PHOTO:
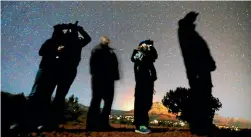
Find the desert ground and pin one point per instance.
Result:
(71, 130)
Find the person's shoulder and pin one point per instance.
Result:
(96, 48)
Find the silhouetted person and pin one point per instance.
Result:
(61, 55)
(104, 71)
(199, 65)
(145, 75)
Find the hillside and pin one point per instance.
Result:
(160, 112)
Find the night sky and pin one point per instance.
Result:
(226, 26)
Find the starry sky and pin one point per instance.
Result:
(226, 26)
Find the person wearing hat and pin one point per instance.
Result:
(104, 70)
(199, 64)
(145, 75)
(61, 55)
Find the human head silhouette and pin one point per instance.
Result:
(58, 31)
(104, 40)
(191, 17)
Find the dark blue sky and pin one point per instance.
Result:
(226, 26)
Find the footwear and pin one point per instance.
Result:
(143, 130)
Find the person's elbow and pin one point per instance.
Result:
(86, 41)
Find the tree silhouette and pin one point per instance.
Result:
(177, 101)
(72, 109)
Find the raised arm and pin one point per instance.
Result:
(87, 38)
(93, 62)
(48, 48)
(116, 67)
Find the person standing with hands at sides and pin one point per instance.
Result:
(58, 67)
(145, 75)
(104, 70)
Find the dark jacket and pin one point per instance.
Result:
(143, 64)
(69, 57)
(104, 63)
(194, 48)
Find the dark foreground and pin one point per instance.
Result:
(78, 130)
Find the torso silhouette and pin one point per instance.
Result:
(104, 63)
(70, 55)
(194, 49)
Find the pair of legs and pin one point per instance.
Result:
(143, 102)
(102, 88)
(201, 86)
(39, 102)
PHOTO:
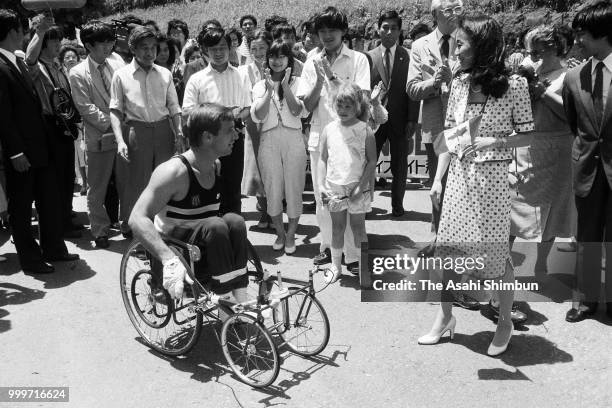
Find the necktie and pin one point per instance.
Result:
(388, 63)
(104, 77)
(445, 47)
(598, 92)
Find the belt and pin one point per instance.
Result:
(147, 124)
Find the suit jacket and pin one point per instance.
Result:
(401, 108)
(23, 127)
(92, 100)
(593, 142)
(425, 58)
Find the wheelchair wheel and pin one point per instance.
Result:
(170, 327)
(306, 329)
(250, 350)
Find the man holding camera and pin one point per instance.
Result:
(143, 97)
(90, 82)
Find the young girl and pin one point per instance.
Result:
(348, 158)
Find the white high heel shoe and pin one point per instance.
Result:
(434, 338)
(497, 350)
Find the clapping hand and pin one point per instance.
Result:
(268, 81)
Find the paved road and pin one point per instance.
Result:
(70, 329)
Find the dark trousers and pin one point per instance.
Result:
(36, 185)
(398, 146)
(594, 231)
(232, 167)
(61, 160)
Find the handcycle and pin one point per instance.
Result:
(292, 314)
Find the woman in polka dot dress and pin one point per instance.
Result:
(475, 219)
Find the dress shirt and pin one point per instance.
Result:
(144, 96)
(349, 66)
(452, 42)
(228, 88)
(607, 75)
(391, 57)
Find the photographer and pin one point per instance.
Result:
(53, 91)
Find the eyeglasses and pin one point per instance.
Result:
(452, 10)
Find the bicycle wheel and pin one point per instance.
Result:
(306, 330)
(170, 327)
(250, 350)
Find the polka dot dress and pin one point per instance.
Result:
(475, 220)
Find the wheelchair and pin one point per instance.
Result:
(251, 332)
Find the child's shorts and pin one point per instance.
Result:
(340, 201)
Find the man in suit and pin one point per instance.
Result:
(90, 84)
(25, 143)
(390, 65)
(587, 98)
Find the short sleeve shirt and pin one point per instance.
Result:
(349, 66)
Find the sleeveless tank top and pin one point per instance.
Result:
(198, 204)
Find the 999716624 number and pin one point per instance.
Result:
(34, 394)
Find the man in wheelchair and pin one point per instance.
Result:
(182, 201)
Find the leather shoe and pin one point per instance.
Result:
(323, 258)
(353, 268)
(65, 257)
(577, 315)
(398, 212)
(465, 302)
(102, 242)
(38, 267)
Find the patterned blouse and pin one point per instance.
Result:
(501, 116)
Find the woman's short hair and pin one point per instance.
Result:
(176, 24)
(96, 31)
(550, 37)
(206, 117)
(487, 41)
(139, 34)
(260, 35)
(596, 19)
(350, 92)
(331, 18)
(172, 45)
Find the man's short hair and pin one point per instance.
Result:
(8, 21)
(214, 37)
(206, 117)
(595, 19)
(96, 31)
(331, 18)
(139, 34)
(390, 15)
(248, 17)
(176, 24)
(286, 29)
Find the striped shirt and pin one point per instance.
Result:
(228, 88)
(144, 96)
(198, 204)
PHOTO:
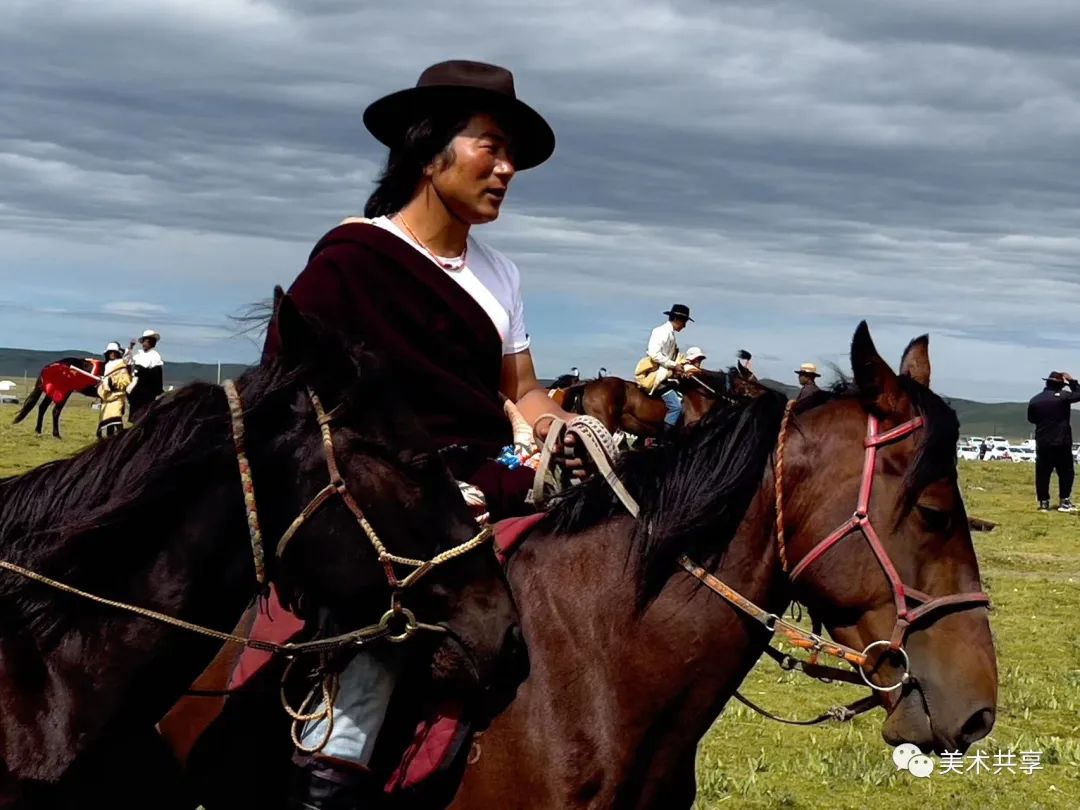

• • •

## Exercise prompt:
Give the records above again in full and exactly, but exclude every picture.

## Exercise result:
PHOTO:
Find the desert ground and pin one point per instance.
Result:
(71, 130)
Find the person's shoulder and pin one point per instance.
Result:
(96, 48)
Find the silhouetted person and pin one point per instance.
Result:
(61, 55)
(104, 71)
(199, 65)
(145, 75)
Find the hillside and pin one point per instance.
Result:
(160, 112)
Find the night sky and pin one point per instance.
Result:
(226, 26)
Find the starry sky and pin one point per instance.
Result:
(226, 26)
Find the person wearing hat and pin one point per instance.
Result:
(104, 70)
(199, 64)
(145, 75)
(61, 55)
Find the human head silhouette and pin one point per instance.
Result:
(58, 31)
(104, 40)
(191, 17)
Find the dark blue sky and pin one point per instance.
Result:
(226, 26)
Find the footwear and pin one point per instance.
Result:
(143, 130)
Find the person's elbow and pin one point per instance.
Result:
(86, 41)
Find the tree silhouette and pin one point per instance.
Result:
(177, 101)
(72, 109)
Find the raised arm and pin one point per instance.
Result:
(87, 38)
(93, 62)
(48, 48)
(116, 67)
Find the person standing with hands at sides and pin one point per instance.
Result:
(58, 67)
(145, 75)
(104, 70)
Find the dark jacket and pin one point per instance.
Result:
(143, 64)
(69, 57)
(104, 63)
(194, 48)
Find the dark foreground and pin one point per instance.
Result:
(78, 130)
Find the torso silhouette and pin one point per instance.
Result:
(104, 63)
(70, 55)
(194, 49)
Find the pair of legs and pin one point per instance.
Result:
(143, 102)
(102, 88)
(201, 86)
(39, 102)
PHOTO:
Find the necktie and pin one point per instance.
Result:
(388, 63)
(104, 77)
(445, 47)
(598, 92)
Find the belt and pin one point per instance.
Result:
(147, 124)
Find the suit jacket and pin one point per instance.
Result:
(401, 108)
(23, 127)
(92, 100)
(593, 142)
(425, 58)
Find the wheelchair wheel and pin one point per instance.
Result:
(170, 327)
(306, 329)
(250, 350)
Find the man holding camera and pin one point per instance.
Result:
(143, 97)
(90, 82)
Find the young girl and pin one point per instance.
Result:
(348, 158)
Find the white high heel shoe and pin one point per instance.
Result:
(434, 338)
(497, 350)
Find the clapping hand and pin one point per instance.
Result:
(268, 81)
Find the paved road and pin one point per instance.
Result:
(70, 329)
Find the dark trousers and pin one point per instance.
Result:
(36, 185)
(398, 146)
(594, 231)
(232, 167)
(61, 160)
Find the handcycle and pin one point per instance.
Result:
(292, 314)
Find the woman in polka dot dress and pin one point per instance.
Result:
(475, 219)
Find the dress shirt and pin one point per instance.
Result:
(144, 96)
(349, 66)
(452, 42)
(228, 88)
(607, 75)
(391, 57)
Find the photographer and pin one point per instance.
Result:
(53, 91)
Find the eyeglasses and pin one point per instance.
Result:
(452, 10)
Find the bicycle wheel and pin one point per instance.
Result:
(306, 330)
(170, 327)
(250, 350)
Find the polka dot dress and pin one point per instance.
Result:
(475, 220)
Find the wheelchair and pin one point per instance.
Result:
(251, 332)
Find the child's shorts and pin one point per instance.
Result:
(340, 201)
Find the man in suit and pin one point per instance.
Result:
(90, 84)
(25, 143)
(390, 65)
(587, 98)
Find the short sleeve shirt and pin one point per instance.
Result:
(349, 66)
Find the sleeveless tank top and pin one point per instance.
Result:
(198, 204)
Find the 999716624 number and pin one point per instance.
Result:
(34, 394)
Find the man in wheelchair and pin one point per instance.
Result:
(182, 201)
Find the leather shoe and pin one point per instance.
Result:
(323, 258)
(353, 268)
(65, 257)
(577, 315)
(398, 212)
(465, 302)
(102, 242)
(38, 267)
Find the patterned blouse and pin one point per instance.
Result:
(501, 116)
Find the woman's short hair and pin one point per instance.
Result:
(176, 24)
(96, 31)
(550, 37)
(206, 117)
(487, 41)
(139, 34)
(260, 35)
(596, 19)
(350, 92)
(331, 18)
(172, 45)
Find the man's short hair and pin one point per instance.
Result:
(8, 21)
(214, 37)
(206, 117)
(595, 19)
(96, 31)
(331, 18)
(139, 34)
(390, 15)
(248, 17)
(176, 24)
(286, 29)
Find the striped shirt and pin one point per instance.
Result:
(228, 88)
(144, 96)
(198, 204)
PHOTO:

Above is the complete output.